(Bounding-box rows)
* * * *
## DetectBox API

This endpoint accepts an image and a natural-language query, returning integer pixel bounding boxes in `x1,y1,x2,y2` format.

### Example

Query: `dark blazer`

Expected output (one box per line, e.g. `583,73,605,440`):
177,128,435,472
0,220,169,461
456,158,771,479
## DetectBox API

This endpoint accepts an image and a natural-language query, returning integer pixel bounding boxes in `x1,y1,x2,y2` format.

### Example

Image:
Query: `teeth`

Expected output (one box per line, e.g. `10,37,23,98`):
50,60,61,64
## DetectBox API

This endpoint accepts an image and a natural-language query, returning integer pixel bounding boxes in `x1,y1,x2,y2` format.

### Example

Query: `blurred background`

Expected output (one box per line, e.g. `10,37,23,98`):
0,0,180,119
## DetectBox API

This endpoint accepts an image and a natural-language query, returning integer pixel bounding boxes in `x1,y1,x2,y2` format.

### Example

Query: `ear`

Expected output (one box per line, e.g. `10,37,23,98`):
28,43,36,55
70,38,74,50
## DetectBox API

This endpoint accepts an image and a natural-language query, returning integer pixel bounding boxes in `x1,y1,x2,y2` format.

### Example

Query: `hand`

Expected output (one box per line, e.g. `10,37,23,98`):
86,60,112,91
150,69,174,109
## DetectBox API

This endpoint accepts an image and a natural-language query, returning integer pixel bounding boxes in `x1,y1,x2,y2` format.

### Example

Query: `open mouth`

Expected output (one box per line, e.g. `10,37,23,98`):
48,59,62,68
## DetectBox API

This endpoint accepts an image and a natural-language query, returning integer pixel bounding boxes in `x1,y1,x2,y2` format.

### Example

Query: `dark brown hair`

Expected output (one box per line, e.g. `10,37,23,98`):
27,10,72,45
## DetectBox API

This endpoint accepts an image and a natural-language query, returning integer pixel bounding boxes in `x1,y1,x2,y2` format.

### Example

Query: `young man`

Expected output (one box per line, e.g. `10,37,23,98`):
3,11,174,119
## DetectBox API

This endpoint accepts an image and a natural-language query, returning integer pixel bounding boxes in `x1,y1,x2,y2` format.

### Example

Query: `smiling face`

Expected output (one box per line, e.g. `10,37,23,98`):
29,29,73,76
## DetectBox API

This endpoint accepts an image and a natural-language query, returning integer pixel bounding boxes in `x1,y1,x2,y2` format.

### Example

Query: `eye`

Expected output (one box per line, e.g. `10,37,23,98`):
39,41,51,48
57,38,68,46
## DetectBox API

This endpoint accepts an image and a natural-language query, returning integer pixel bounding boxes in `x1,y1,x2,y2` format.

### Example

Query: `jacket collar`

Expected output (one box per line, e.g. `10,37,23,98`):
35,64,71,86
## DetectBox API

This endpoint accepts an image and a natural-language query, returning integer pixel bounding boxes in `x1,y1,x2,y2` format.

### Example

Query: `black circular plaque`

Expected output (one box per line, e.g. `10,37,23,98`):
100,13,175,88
* * * *
> Task objective
Could you copy out all of the rows above, character for character, with nothing changed?

> Task output
## DetectBox API

This endpoint accepts an image and a natural-language query, returning integer pixel bounding boxes in `x1,y1,x2,y2` format.

### Example

Query: `dark blazer`

Expected output (one box per line, e.g. `583,73,605,440`):
177,128,435,472
0,220,169,461
456,158,771,479
## DetectBox API

This endpoint accepts an image and a natural-language query, returning integer pixel bounding boxes in `x1,y1,x2,y2` format.

### Example

Image:
Query: `teeth`

Expected output (one box per line, e.g. `10,37,23,98`):
50,60,61,64
## DetectBox API

This endpoint accepts an image and a natural-language query, returning integer pixel bounding boxes in `x1,y1,x2,y2` format.

### Example

Query: `blurred background`

Expected output (one box per line, e.g. `10,37,23,98`):
0,0,180,119
## DetectBox API

This endpoint accepts an image and a natural-language query, returning integer pixel bounding boxes in `x1,y1,x2,y2` format.

### Example

Query: `ear`

Expected output (one box per line, e.g. `10,37,23,98`):
28,43,36,55
70,38,74,50
## DetectBox API

This endpoint accepts an image and a natural-language query, returning integer pixel bounding boxes in `x1,y1,x2,y2` format.

### Example

Query: `hand`

Expected output (one box per line, e.g. `10,37,23,98`):
86,60,112,91
150,69,174,109
## DetectBox API

This endpoint accepts an image and a natural-language query, returning integer pixel bounding boxes in `x1,y1,x2,y2` format.

### Example

Query: `open mouth`

Expected output (one box per line, e.g. `10,37,23,98`):
48,59,62,68
## DetectBox API

This endpoint accepts an image and a natural-language query, returning integer pixel bounding boxes in `x1,y1,x2,y2` format.

### Example

Query: `dark brown hair`

Expected output (one box per line, e.g. `10,37,23,98`):
27,10,72,45
## DetectBox API

This endpoint accepts an image and a natural-language query, returning integer pixel bounding boxes in `x1,y1,x2,y2` format.

### Example

Query: `young man`

Expected output (one box per line, e.g. `10,37,23,98`):
3,11,174,119
## DetectBox API

This endpoint accepts an image and a natural-language query, returning integer pixel bounding boxes in `x1,y1,x2,y2` format.

### Example

Query: `smiling face`

Expected output (one box per line, e.g. `10,37,23,98`):
29,29,73,76
## DetectBox API

This endpoint accepts an image and a natural-language query, returning integer pixel bounding boxes in `x1,y1,x2,y2` format.

### Example

Query: `eye`

Expected output (one box per line, e.g. `10,37,23,98`):
39,41,51,48
57,38,68,46
## DetectBox API

This endpoint accepts an image and a natural-language query, returning integer pixel bounding boxes in `x1,y1,x2,y2` format.

### Example

Query: `jacket collar`

Expected output (one box per line, e.g. `10,37,23,98`):
35,64,71,86
## DetectBox API

This endpoint accepts an image and a natural-language query, returning integer pixel bounding boxes in `x1,y1,x2,y2` format.

### Example

Query: `black circular plaque`

Expected output (one box per line, e.g. `10,37,23,98`):
100,13,175,88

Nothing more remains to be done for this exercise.